── READING TEXT
Mint tea is a great summertime (or anytime) tea.
Mixing fresh, organic tea leaves with hot water allows the natural oils in the mint leaves to release. The consistency is soothing and silky, and the taste is so refreshing. For an even mintier experience, or a “double mint” tea, use a mixture of mint with peppermint leaves.
In addition to the deliciousness, the health benefits of drinking tea made from mint leaves are astounding! This international natural brew has been around for thousands of years as an herbal healer.
According to Health-promoting Properties of Common Herbs, the leaves of a mint plant can have powerful anti-cancer properties. Mint can also be a good alternative to some medications, and without undesirable side effects. It’s always important to discuss substituting herbs with medication with your physician. (Craig, vol. 70 para.2).
Drinking two cups in the morning and two cups before bed can help boost the immune system. As a matter of fact, mint has one of the highest levels of antioxidants. It has the power to noticeably reduce bloating, improve digestion, clear up skin, reduce toxins in the body and can even make your breath smell nice!
────
── AVAILABLE DATA
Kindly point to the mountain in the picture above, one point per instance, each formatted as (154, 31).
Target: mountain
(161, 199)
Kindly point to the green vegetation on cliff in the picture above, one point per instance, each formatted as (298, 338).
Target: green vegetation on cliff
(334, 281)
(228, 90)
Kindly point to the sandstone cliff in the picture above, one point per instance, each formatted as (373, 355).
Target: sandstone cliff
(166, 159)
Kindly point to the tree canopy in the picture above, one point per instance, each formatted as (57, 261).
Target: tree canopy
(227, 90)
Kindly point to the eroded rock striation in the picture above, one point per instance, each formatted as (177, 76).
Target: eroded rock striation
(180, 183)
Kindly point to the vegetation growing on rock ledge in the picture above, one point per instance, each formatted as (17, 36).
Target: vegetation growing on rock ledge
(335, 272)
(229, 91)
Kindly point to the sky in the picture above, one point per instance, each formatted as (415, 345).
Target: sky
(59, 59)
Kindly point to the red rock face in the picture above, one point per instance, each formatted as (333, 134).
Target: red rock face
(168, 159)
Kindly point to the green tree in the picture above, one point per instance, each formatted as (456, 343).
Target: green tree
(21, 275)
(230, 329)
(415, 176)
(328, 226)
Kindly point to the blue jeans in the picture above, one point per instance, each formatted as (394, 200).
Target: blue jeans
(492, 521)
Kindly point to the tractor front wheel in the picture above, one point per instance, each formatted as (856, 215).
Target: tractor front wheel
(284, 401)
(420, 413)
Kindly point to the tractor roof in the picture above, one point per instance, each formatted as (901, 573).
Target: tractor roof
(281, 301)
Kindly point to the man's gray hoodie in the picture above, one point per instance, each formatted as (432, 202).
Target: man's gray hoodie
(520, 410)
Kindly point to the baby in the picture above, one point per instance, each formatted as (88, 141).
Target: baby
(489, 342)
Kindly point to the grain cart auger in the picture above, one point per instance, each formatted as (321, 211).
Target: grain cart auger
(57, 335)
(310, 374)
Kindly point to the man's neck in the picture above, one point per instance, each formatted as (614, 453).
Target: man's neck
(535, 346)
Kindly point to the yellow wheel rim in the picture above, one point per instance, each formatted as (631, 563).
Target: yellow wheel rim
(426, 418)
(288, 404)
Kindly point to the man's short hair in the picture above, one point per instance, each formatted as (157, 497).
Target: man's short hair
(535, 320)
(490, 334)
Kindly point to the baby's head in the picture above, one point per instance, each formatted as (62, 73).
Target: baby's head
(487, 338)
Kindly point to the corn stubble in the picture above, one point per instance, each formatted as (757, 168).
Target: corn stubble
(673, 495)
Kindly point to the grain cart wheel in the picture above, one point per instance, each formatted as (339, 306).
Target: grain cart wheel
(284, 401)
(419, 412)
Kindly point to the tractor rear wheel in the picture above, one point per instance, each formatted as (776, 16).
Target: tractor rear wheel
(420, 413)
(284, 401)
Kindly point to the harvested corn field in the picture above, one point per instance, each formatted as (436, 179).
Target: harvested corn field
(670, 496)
────
WHAT THIS EXERCISE ASKS:
- 1) Reproduce the mint tea passage between "Mint tea is" and "an herbal healer.", inclusive.
- 2) According to the mint tea passage, what is mint mixed with to make a "double mint" tea?
The rows are separate material, unrelated to the mint tea passage.

SOLUTIONS IN ORDER:
- 1)
Mint tea is a great summertime (or anytime) tea.
Mixing fresh, organic tea leaves with hot water allows the natural oils in the mint leaves to release. The consistency is soothing and silky, and the taste is so refreshing. For an even mintier experience, or a “double mint” tea, use a mixture of mint with peppermint leaves.
In addition to the deliciousness, the health benefits of drinking tea made from mint leaves are astounding! This international natural brew has been around for thousands of years as an herbal healer.

- 2) Peppermint leaves.